- The problem:
In the entries below, find the line containing "Would you be so kind as to point out the spruce". Copy it and all lines after it, exactly, through the end.

— Start Extracted material —

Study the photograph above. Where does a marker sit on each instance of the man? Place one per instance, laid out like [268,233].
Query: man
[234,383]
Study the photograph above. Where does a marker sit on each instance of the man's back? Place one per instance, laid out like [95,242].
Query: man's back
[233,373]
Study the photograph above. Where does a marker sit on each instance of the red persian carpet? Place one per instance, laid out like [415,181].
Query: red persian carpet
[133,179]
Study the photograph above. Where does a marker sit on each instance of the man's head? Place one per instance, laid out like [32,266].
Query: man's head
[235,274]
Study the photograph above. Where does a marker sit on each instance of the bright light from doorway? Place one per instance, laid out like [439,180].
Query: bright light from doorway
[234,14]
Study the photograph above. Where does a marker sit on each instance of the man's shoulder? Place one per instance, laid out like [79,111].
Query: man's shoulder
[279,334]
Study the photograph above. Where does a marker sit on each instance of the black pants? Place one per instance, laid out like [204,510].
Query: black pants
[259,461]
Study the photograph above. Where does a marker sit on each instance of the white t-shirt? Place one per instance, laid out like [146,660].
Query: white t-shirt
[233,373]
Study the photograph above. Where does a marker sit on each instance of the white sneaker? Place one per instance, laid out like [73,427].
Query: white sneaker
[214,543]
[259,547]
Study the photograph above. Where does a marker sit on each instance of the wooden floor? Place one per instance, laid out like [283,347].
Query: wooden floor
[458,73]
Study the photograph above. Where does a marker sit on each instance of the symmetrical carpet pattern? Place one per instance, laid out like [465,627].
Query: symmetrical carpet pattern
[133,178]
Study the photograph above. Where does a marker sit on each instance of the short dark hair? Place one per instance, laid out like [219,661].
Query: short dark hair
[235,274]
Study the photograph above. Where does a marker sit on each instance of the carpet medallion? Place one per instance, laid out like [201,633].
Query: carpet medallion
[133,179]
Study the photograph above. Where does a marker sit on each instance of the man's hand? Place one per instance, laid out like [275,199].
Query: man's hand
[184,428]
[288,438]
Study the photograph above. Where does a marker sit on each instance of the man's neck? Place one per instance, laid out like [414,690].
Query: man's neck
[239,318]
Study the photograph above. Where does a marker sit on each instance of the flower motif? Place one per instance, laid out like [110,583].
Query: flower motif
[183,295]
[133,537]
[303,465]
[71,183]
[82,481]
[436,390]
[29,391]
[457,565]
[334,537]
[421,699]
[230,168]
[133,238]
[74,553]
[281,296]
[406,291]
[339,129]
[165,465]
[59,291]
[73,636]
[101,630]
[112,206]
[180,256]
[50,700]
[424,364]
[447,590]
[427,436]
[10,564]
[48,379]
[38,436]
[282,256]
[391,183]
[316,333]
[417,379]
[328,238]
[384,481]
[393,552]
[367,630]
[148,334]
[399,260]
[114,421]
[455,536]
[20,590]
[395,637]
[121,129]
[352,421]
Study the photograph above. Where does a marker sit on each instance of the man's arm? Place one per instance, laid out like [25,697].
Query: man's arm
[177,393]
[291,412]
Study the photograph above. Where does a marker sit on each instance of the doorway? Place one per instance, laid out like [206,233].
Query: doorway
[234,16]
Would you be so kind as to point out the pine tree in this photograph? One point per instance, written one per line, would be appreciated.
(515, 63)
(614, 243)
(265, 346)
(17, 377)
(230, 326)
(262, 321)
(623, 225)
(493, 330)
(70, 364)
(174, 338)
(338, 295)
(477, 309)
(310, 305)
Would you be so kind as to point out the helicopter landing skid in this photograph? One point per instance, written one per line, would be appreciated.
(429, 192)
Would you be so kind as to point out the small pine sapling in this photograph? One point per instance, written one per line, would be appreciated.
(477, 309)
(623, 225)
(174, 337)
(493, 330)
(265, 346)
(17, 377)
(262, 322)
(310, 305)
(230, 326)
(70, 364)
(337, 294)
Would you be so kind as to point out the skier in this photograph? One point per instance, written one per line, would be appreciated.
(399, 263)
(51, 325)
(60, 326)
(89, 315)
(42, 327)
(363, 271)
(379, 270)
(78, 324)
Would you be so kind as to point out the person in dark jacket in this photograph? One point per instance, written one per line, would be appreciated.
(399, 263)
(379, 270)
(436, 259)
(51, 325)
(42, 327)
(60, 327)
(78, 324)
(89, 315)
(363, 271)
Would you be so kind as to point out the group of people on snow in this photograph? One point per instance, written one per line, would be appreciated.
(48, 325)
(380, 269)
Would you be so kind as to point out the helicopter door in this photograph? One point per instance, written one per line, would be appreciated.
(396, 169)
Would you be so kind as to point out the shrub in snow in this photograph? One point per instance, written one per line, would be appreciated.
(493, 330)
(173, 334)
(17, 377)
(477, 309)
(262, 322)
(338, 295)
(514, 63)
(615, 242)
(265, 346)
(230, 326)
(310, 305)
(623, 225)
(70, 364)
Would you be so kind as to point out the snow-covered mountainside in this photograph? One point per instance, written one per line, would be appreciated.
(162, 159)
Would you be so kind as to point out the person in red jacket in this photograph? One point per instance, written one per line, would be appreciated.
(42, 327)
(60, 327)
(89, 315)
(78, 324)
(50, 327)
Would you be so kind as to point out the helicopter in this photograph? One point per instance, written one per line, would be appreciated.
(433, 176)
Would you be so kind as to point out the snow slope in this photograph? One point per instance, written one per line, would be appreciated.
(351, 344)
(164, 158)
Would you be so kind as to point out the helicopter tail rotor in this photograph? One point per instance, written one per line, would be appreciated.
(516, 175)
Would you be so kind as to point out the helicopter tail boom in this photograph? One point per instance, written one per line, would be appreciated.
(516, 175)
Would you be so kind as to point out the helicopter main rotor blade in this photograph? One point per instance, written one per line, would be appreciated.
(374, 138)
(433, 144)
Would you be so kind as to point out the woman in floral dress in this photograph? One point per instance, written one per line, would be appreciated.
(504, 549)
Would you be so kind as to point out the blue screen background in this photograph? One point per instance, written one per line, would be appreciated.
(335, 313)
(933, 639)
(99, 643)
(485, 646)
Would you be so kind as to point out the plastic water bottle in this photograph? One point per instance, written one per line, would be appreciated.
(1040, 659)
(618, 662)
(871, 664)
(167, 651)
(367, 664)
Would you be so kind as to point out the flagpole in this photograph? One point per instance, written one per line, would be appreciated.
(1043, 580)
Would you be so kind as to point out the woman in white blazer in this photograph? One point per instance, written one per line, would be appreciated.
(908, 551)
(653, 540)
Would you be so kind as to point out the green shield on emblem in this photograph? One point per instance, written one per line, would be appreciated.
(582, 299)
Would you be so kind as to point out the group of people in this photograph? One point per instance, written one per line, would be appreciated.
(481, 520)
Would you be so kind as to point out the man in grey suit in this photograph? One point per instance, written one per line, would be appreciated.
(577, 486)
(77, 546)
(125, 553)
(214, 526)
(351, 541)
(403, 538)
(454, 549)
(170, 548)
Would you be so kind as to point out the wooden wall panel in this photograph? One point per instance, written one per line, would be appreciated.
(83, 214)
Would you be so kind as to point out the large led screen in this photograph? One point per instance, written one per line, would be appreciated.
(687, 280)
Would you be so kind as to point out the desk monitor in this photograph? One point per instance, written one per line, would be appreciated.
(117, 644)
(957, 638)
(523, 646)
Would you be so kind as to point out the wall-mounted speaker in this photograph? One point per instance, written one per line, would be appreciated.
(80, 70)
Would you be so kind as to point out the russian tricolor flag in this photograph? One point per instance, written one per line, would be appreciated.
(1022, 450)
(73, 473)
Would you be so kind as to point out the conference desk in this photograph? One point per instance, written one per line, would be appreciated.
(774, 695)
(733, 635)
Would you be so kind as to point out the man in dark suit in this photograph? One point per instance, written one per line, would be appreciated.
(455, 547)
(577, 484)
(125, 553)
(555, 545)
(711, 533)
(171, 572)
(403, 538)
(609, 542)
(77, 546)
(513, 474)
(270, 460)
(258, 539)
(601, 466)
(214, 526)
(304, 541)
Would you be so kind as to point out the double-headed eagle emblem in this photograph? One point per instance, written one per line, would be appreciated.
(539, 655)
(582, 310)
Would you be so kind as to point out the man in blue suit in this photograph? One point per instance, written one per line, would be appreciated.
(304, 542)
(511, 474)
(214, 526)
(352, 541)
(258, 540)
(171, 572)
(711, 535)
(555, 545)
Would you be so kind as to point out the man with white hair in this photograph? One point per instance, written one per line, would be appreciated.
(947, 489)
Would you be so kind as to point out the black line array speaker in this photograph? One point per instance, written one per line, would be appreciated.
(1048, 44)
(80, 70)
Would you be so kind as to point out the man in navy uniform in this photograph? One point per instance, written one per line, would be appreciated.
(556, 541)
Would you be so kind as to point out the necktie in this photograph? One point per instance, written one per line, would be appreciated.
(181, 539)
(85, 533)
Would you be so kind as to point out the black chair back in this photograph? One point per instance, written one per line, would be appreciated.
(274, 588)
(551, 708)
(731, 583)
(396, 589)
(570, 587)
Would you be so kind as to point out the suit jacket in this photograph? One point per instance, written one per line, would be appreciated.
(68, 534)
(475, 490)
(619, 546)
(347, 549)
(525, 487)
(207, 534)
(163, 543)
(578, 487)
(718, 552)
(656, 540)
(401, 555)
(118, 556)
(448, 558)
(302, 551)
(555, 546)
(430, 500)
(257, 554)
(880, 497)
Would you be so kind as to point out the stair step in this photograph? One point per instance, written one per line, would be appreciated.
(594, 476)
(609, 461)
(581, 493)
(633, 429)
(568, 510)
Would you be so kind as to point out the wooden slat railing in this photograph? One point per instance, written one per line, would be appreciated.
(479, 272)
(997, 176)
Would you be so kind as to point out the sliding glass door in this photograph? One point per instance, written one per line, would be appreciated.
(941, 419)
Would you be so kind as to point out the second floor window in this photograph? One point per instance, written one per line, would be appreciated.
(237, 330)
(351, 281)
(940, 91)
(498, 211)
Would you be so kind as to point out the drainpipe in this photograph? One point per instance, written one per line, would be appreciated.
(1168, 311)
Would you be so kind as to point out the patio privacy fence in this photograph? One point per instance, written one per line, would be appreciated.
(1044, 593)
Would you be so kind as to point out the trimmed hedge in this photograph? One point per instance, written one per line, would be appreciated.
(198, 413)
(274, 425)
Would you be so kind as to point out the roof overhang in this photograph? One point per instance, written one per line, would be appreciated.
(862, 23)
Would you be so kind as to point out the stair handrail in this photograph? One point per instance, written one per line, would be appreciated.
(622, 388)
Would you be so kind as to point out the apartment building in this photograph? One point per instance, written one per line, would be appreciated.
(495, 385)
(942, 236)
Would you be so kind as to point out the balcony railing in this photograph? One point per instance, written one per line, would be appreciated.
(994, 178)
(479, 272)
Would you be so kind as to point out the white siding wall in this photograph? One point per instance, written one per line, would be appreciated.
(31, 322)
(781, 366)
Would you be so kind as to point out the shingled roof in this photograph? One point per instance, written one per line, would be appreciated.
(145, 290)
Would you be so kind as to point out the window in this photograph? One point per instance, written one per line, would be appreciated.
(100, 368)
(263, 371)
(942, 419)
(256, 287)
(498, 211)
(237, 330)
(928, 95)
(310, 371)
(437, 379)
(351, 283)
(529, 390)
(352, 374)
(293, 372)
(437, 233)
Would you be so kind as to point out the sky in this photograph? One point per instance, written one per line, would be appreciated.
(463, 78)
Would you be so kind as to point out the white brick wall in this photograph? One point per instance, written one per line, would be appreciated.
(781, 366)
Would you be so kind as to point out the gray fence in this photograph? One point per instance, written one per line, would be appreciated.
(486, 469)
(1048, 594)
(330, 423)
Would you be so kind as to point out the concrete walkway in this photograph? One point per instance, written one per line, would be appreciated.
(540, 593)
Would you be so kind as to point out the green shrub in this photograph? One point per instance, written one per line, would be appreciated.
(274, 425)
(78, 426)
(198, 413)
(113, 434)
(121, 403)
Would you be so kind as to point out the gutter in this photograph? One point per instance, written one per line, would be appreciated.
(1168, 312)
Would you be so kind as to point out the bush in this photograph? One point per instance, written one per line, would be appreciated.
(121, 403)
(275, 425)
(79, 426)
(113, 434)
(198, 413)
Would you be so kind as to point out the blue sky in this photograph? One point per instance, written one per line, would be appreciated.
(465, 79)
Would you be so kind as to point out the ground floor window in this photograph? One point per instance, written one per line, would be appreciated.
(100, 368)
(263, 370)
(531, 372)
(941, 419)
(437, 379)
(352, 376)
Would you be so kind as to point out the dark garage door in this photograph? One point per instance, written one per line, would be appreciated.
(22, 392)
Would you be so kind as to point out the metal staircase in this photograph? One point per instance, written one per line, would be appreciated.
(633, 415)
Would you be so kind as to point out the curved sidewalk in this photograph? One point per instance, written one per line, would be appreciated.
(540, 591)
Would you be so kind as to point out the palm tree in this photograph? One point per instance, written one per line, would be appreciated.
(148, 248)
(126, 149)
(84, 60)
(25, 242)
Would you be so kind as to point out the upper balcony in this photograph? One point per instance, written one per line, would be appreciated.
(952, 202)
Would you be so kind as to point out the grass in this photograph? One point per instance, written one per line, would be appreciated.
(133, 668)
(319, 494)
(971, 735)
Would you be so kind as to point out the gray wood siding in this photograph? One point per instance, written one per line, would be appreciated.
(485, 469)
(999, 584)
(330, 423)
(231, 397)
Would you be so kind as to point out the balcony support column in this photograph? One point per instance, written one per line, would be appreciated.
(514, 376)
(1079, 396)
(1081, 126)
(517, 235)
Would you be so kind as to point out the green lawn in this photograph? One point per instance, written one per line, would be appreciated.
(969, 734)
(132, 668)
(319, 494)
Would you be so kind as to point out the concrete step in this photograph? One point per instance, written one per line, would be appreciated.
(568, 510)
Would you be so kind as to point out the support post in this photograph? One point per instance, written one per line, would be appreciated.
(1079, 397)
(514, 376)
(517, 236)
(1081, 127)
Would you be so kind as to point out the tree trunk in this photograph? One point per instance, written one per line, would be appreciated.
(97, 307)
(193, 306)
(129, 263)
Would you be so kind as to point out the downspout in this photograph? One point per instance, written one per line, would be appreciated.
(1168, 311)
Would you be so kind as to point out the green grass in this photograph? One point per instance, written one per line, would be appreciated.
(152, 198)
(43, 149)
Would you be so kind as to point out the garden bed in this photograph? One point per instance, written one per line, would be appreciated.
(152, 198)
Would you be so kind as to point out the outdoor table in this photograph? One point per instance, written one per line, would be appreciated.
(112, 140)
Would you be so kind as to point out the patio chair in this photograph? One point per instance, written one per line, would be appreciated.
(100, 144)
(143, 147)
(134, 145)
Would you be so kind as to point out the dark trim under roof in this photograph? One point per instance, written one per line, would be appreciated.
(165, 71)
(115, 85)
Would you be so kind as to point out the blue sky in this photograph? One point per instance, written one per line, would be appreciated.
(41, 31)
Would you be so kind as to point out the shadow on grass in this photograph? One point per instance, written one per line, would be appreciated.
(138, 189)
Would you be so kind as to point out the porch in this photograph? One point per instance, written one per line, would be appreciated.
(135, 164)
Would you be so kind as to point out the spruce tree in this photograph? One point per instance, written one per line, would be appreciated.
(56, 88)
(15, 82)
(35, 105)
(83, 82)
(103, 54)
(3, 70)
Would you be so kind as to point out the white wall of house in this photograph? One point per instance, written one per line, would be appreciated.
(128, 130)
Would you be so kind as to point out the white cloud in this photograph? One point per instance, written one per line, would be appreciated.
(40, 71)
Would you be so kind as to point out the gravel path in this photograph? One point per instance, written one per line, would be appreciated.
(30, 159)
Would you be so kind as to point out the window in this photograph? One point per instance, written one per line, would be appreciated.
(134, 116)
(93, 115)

— End Extracted material —

- Reply to the task:
Would you be so kind as to point out the spruce tree in this photograph? One point per instance, written one per line, would be appreciated.
(56, 88)
(15, 82)
(35, 105)
(83, 82)
(103, 54)
(3, 70)
Would you be so kind as to point out the white wall of house in this photograph? One point per instance, written one per line, would be appreciated.
(128, 130)
Would you be so kind as to point out the white cloud in this photograph? One point per instance, written one per line, would be appreciated.
(40, 71)
Would you be so kind as to point out the gravel path in this photograph? One point per instance, written one per line, would be appreciated.
(30, 159)
Would you be so kind as to point out the window in this photograph? One point per instance, written one per line, would be appreciated.
(134, 116)
(93, 115)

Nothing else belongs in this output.